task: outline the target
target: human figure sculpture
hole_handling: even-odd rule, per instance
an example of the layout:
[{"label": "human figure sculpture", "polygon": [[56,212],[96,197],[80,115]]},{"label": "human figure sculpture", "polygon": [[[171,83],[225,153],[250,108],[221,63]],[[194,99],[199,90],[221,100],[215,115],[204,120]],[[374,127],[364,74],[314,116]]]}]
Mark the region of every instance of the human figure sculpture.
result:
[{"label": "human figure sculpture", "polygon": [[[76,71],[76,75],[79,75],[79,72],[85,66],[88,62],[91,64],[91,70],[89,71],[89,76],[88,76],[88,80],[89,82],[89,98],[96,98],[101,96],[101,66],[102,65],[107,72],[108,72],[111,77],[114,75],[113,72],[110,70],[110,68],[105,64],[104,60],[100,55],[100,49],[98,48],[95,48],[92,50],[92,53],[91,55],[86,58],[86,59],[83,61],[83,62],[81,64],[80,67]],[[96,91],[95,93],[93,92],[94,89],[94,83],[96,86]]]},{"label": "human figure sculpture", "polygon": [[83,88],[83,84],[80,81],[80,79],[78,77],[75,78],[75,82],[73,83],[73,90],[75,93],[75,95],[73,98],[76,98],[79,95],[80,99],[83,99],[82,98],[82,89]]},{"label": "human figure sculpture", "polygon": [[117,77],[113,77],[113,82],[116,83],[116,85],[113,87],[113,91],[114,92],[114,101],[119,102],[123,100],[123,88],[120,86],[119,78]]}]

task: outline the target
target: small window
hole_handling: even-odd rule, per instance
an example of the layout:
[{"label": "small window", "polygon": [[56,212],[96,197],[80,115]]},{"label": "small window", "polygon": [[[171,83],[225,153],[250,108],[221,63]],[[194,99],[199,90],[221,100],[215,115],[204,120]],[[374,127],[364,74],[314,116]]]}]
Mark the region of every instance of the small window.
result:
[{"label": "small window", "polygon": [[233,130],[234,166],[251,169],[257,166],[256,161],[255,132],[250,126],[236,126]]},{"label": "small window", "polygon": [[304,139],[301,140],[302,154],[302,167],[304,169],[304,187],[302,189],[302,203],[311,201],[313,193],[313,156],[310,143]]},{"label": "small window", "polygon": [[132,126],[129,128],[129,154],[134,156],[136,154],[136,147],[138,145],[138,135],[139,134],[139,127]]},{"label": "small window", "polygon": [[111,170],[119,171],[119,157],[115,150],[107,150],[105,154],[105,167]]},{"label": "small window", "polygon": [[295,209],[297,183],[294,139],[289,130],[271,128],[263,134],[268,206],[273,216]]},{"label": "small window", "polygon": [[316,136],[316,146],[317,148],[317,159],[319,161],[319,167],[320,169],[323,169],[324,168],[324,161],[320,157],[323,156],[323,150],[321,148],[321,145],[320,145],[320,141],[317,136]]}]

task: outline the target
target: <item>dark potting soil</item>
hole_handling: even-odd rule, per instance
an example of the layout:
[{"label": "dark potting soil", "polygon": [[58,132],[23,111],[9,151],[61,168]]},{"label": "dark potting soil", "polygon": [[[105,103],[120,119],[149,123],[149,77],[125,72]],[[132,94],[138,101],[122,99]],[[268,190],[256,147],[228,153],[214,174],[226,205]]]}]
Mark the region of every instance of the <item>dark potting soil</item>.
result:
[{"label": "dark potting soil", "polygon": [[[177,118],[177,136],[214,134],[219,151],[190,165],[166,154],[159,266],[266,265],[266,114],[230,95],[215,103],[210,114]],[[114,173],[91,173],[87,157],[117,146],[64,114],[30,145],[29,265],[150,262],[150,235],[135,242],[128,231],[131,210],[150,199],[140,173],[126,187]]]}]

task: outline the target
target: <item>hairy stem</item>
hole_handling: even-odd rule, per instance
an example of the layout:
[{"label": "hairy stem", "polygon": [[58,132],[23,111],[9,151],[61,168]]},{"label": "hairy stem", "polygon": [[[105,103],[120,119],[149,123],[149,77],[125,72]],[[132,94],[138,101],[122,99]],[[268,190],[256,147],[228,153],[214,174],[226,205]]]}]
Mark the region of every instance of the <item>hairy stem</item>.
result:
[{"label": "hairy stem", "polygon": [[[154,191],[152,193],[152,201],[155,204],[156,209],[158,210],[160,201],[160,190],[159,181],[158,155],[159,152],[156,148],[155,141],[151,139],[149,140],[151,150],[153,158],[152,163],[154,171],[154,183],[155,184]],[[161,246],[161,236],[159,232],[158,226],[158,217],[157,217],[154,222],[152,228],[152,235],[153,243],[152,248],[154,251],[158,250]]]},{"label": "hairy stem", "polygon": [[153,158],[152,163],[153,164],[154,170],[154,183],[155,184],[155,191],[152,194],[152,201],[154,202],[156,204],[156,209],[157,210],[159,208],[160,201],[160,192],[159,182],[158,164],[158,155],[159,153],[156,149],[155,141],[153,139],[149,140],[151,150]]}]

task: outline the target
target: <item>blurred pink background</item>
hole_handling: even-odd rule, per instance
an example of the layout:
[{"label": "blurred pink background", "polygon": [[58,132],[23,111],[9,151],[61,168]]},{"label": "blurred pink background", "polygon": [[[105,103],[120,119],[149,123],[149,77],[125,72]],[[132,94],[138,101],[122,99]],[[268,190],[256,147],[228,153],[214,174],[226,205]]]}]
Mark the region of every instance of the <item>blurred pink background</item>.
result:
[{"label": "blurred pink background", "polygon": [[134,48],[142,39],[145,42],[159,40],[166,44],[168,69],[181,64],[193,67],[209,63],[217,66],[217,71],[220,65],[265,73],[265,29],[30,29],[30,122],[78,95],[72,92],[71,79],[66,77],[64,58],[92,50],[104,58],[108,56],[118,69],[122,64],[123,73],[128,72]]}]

○ ○ ○ ○ ○

◆ EXERCISE INSTRUCTIONS ◆
Return every entry exactly as given.

◆ FINISHED TASK ◆
task: outline the target
target: human figure sculpture
hole_handling: even-odd rule, per instance
an example of the layout:
[{"label": "human figure sculpture", "polygon": [[56,212],[96,197],[80,115]]},{"label": "human figure sculpture", "polygon": [[[171,83],[225,153],[250,108],[221,63]],[[194,99],[199,90],[221,100],[215,115],[204,120]],[[374,127],[364,74],[314,116]]]}]
Mark the region of every instance of the human figure sculpture.
result:
[{"label": "human figure sculpture", "polygon": [[[76,71],[76,75],[79,75],[79,72],[85,66],[88,62],[91,64],[91,70],[89,71],[89,76],[88,76],[88,80],[89,82],[89,98],[96,98],[101,96],[101,66],[102,65],[107,72],[108,72],[111,77],[114,75],[113,72],[110,70],[110,68],[105,64],[104,60],[100,55],[100,49],[98,48],[95,48],[92,50],[92,53],[91,55],[86,58],[86,59],[83,61],[83,62],[81,64],[80,67]],[[96,91],[95,93],[93,92],[94,89],[94,83],[96,86]]]},{"label": "human figure sculpture", "polygon": [[83,88],[83,84],[80,81],[80,79],[78,77],[75,78],[75,82],[73,83],[73,90],[75,93],[75,95],[73,98],[76,98],[79,95],[80,99],[83,99],[82,98],[82,89]]},{"label": "human figure sculpture", "polygon": [[117,77],[113,77],[113,82],[116,83],[116,85],[113,87],[113,91],[114,92],[114,101],[119,102],[123,100],[123,88],[120,86],[119,78]]}]

task: outline the target
target: small window
hole_handling: even-odd rule, per instance
an example of the layout:
[{"label": "small window", "polygon": [[56,212],[96,197],[80,115]]},{"label": "small window", "polygon": [[[171,83],[225,153],[250,108],[221,63]],[[194,99],[199,90],[221,100],[215,115],[204,120]],[[374,127],[364,74],[314,116]]]}]
Mark the region of every instance of the small window.
result:
[{"label": "small window", "polygon": [[233,130],[234,166],[251,169],[257,166],[256,161],[255,132],[250,126],[236,126]]},{"label": "small window", "polygon": [[304,139],[301,140],[302,154],[302,167],[304,169],[304,187],[302,189],[302,203],[311,201],[313,193],[313,156],[310,143]]},{"label": "small window", "polygon": [[132,126],[129,128],[129,154],[134,156],[136,154],[136,147],[138,145],[138,135],[139,134],[139,127]]},{"label": "small window", "polygon": [[111,170],[119,171],[119,157],[115,150],[107,150],[105,154],[105,167]]},{"label": "small window", "polygon": [[295,209],[297,183],[294,139],[289,130],[271,128],[263,134],[268,206],[273,216]]},{"label": "small window", "polygon": [[316,136],[316,146],[317,148],[317,159],[319,161],[319,167],[320,169],[323,169],[324,168],[324,161],[320,157],[323,156],[323,150],[321,148],[321,145],[320,145],[320,141],[317,136]]}]

task: outline the target
target: <item>dark potting soil</item>
hole_handling: even-odd rule, per instance
an example of the layout:
[{"label": "dark potting soil", "polygon": [[58,132],[23,111],[9,151],[61,168]]},{"label": "dark potting soil", "polygon": [[[105,103],[120,119],[149,123],[149,77],[125,72]],[[132,94],[138,101],[122,99]],[[268,190],[256,147],[228,153],[214,174],[226,205]]]}]
Mark the region of every instance of the <item>dark potting soil</item>.
result:
[{"label": "dark potting soil", "polygon": [[[177,118],[177,136],[214,134],[219,151],[190,165],[166,154],[159,266],[266,265],[266,114],[230,95],[215,103],[210,114]],[[114,173],[91,173],[87,157],[117,146],[64,114],[30,145],[29,265],[150,262],[150,235],[135,242],[128,231],[131,210],[150,199],[140,173],[126,187]]]}]

task: outline the target
target: <item>hairy stem</item>
hole_handling: even-odd rule, per instance
an example of the layout:
[{"label": "hairy stem", "polygon": [[58,132],[23,111],[9,151],[61,168]]},{"label": "hairy stem", "polygon": [[[105,103],[120,119],[149,123],[149,77],[125,72]],[[132,94],[138,101],[122,99]],[[268,190],[256,147],[228,153],[214,174],[226,205]]]}]
Mark the region of every instance of the <item>hairy stem</item>.
result:
[{"label": "hairy stem", "polygon": [[[154,191],[152,193],[152,201],[155,204],[156,209],[158,210],[160,201],[160,190],[159,181],[158,155],[159,152],[156,148],[155,141],[151,139],[149,140],[151,150],[153,158],[152,163],[154,171],[154,183],[155,184]],[[161,246],[161,236],[159,232],[158,226],[158,217],[157,217],[154,222],[152,228],[152,235],[153,243],[152,248],[154,251],[158,250]]]},{"label": "hairy stem", "polygon": [[153,158],[152,163],[153,164],[154,170],[154,183],[155,184],[155,191],[152,194],[152,201],[154,202],[156,204],[156,209],[157,210],[159,208],[160,201],[160,192],[159,182],[158,164],[158,155],[159,153],[156,149],[155,141],[153,139],[149,140],[151,150]]}]

task: outline the target
target: <item>blurred pink background</item>
hole_handling: even-odd rule, per instance
an example of the layout:
[{"label": "blurred pink background", "polygon": [[58,132],[23,111],[9,151],[61,168]]},{"label": "blurred pink background", "polygon": [[[105,103],[120,119],[149,123],[149,77],[125,72]],[[132,94],[138,101],[122,99]],[[268,190],[256,147],[228,153],[214,174],[226,205]]]}]
Mark the region of every instance of the <item>blurred pink background</item>.
result:
[{"label": "blurred pink background", "polygon": [[134,48],[142,39],[145,42],[159,40],[166,44],[168,69],[181,64],[193,67],[209,63],[217,66],[217,71],[220,65],[265,73],[265,29],[30,29],[30,122],[78,95],[72,92],[71,79],[66,77],[64,58],[92,50],[104,58],[108,56],[118,69],[122,64],[123,73],[128,72]]}]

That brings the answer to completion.